- Problem to work on
Reproduce the tower and antenna ordinance below word for word, beginning at the words "If the proposed" and stopping after "coverage or capacity.".

- Text shown
::::::::
Installation of an antenna on an existing tower of any height in any non-residential district, and further including the placement of additional buildings or other supporting equipment used in connection with said antenna; or
ii.
Installation of an antenna on an existing tower located on property owned, leased or otherwise controlled by the city in any non-residential district, and further including the placement of additional buildings or other supporting equipment used in connection with said antenna, provided a lease authorizing the tower has been approved by the governing authority.
D.
Construction of a new tower up to a height of 150 feet, including the placement of additional buildings or other supporting equipment used in connection with said tower or antenna, if placed upon property owned, leased or otherwise controlled by the city in any non-residential district, providing a lease authorizing the tower has been approved by the governing authority.
8.108.6
Reserved.
8.109.1
General.
A.
If the proposed location, height, setback or other aspect of a proposed tower or antenna cannot comply with the minimum requirements established in this division, then a conditional use permit shall be required for the construction of a tower or the placement of an antenna in any zoning district. All such uses shall comply with requirements set forth in this division and all other applicable codes and ordinances, unless the applicant can show that the denial of a permit is such a location will cause a significantly harmful and permanent degradation of service which cannot be overcome by any other means including planned or potential locations which would provide the same or similar coverage or capacity.
B.
In granting a conditional use permit, the governing authority may impose conditions to the extent that it concludes such conditions are necessary to minimize adverse effects from the proposed tower on adjoining or nearby properties as set out in section 8.109.5.
::::::::
- Given records

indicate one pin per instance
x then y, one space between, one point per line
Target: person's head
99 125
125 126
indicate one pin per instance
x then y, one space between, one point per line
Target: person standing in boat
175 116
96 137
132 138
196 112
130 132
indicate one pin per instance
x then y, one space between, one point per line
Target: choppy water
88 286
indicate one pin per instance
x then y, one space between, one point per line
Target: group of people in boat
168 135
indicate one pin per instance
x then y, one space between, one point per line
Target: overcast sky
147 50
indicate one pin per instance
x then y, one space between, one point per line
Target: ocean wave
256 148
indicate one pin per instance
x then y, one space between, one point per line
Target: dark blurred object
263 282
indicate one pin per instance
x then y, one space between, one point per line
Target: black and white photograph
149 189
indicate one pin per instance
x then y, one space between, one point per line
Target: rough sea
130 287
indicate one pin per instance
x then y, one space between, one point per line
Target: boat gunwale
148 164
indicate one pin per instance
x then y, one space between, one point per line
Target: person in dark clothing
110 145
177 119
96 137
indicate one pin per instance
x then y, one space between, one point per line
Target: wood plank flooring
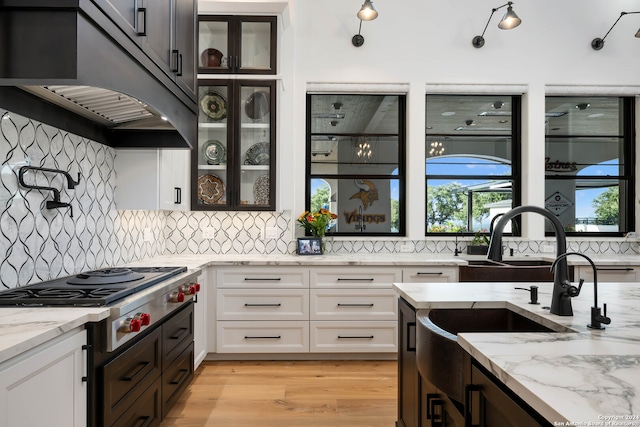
289 394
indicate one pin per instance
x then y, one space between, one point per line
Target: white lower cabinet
318 309
44 387
354 336
263 337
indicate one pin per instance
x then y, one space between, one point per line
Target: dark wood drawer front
175 333
175 378
129 374
146 411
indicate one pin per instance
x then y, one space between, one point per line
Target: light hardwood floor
289 394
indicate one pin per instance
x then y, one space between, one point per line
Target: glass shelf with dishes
235 162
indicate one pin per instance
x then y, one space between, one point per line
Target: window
589 163
472 161
355 161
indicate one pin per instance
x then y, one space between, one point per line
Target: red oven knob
144 318
176 297
130 325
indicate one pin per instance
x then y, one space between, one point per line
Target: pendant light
366 13
509 21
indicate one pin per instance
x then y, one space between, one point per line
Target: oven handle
88 349
136 373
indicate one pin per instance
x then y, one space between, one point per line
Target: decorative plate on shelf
214 105
258 154
261 190
214 152
210 189
257 105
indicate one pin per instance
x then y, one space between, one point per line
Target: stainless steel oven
140 358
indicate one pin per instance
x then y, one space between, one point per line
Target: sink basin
441 360
508 271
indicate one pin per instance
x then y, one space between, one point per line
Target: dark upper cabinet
234 164
237 44
165 30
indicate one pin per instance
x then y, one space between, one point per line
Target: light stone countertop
380 259
578 377
22 329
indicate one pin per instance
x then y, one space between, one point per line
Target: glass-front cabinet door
234 168
237 44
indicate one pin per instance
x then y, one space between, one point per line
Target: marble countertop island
571 378
24 328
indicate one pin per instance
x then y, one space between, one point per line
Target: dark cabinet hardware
179 333
142 421
89 349
473 406
137 372
181 376
411 336
141 24
275 337
263 305
55 203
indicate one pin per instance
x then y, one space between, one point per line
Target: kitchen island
569 378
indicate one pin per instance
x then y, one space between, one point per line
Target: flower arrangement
317 222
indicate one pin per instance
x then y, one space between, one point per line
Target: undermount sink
441 360
508 271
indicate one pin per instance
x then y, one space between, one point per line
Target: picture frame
309 246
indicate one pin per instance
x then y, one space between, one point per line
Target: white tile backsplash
38 244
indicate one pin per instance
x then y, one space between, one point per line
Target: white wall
420 43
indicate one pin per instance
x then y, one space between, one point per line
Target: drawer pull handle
183 373
179 333
355 305
132 377
263 305
276 337
142 421
356 337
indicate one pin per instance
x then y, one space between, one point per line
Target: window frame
628 138
400 177
516 164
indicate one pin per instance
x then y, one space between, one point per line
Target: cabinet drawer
354 277
263 304
128 375
354 304
146 409
175 378
354 337
262 337
176 332
262 277
430 274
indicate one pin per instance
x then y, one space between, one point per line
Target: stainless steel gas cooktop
91 288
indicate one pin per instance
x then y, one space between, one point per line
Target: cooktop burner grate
83 290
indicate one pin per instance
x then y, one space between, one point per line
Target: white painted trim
476 89
390 88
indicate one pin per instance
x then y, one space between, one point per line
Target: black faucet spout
560 300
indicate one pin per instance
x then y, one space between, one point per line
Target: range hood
72 67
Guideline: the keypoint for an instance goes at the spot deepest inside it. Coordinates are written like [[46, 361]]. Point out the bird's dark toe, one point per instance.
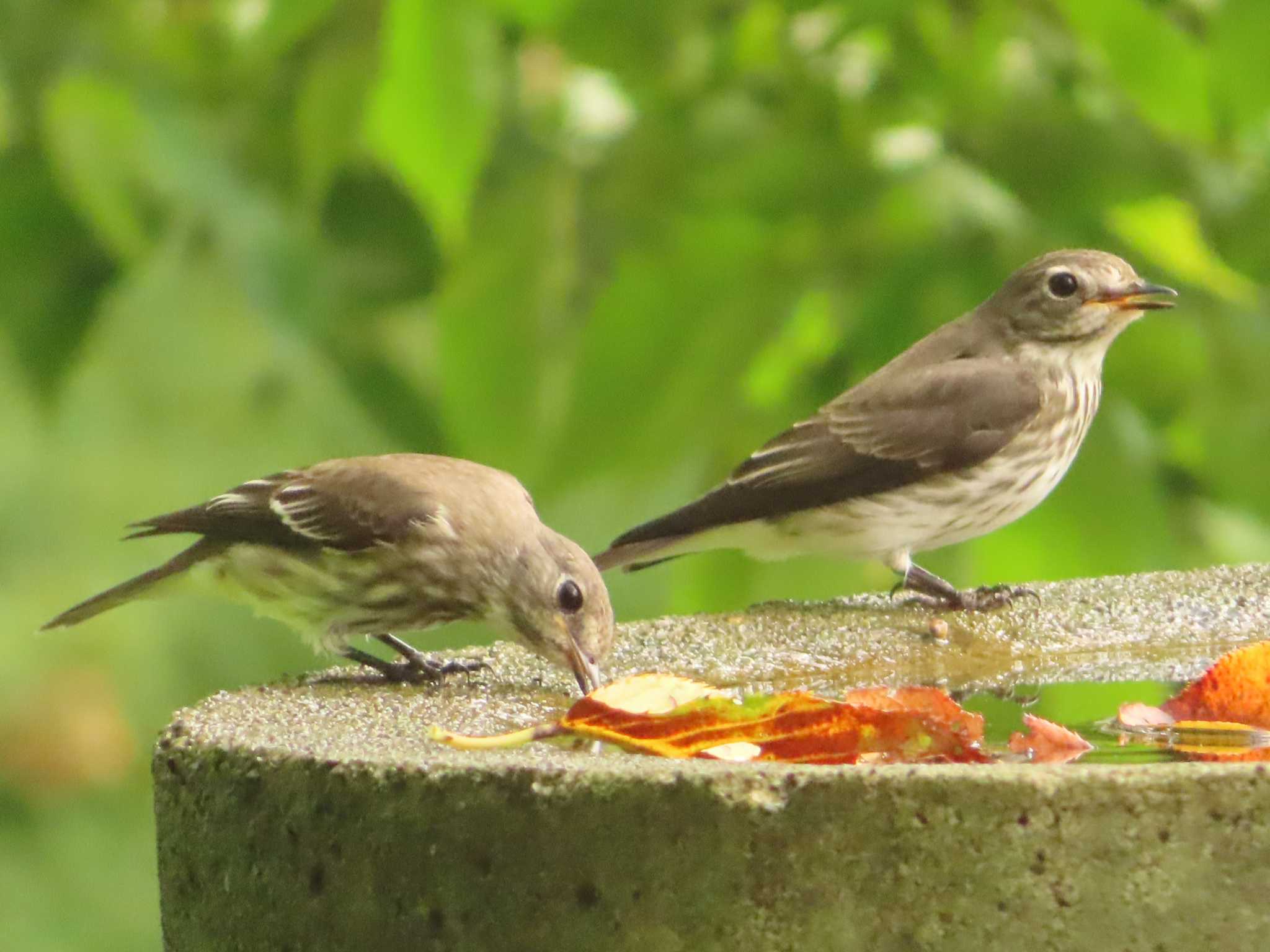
[[988, 597], [419, 669]]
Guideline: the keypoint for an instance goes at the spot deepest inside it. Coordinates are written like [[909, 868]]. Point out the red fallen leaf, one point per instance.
[[1236, 689], [1140, 715], [644, 715], [1048, 743]]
::::::::
- Result of this task
If the proposed location, height, setback or other aspect of a proposed tower or antenna cannot comply with the minimum requirements established in this division, then a conditional use permit shall be required for the construction of a tower or the placement of an antenna in any zoning district. All such uses shall comply with requirements set forth in this division and all other applicable codes and ordinances, unless the applicant can show that the denial of a permit is such a location will cause a significantly harmful and permanent degradation of service which cannot be overcome by any other means including planned or potential locations which would provide the same or similar coverage or capacity.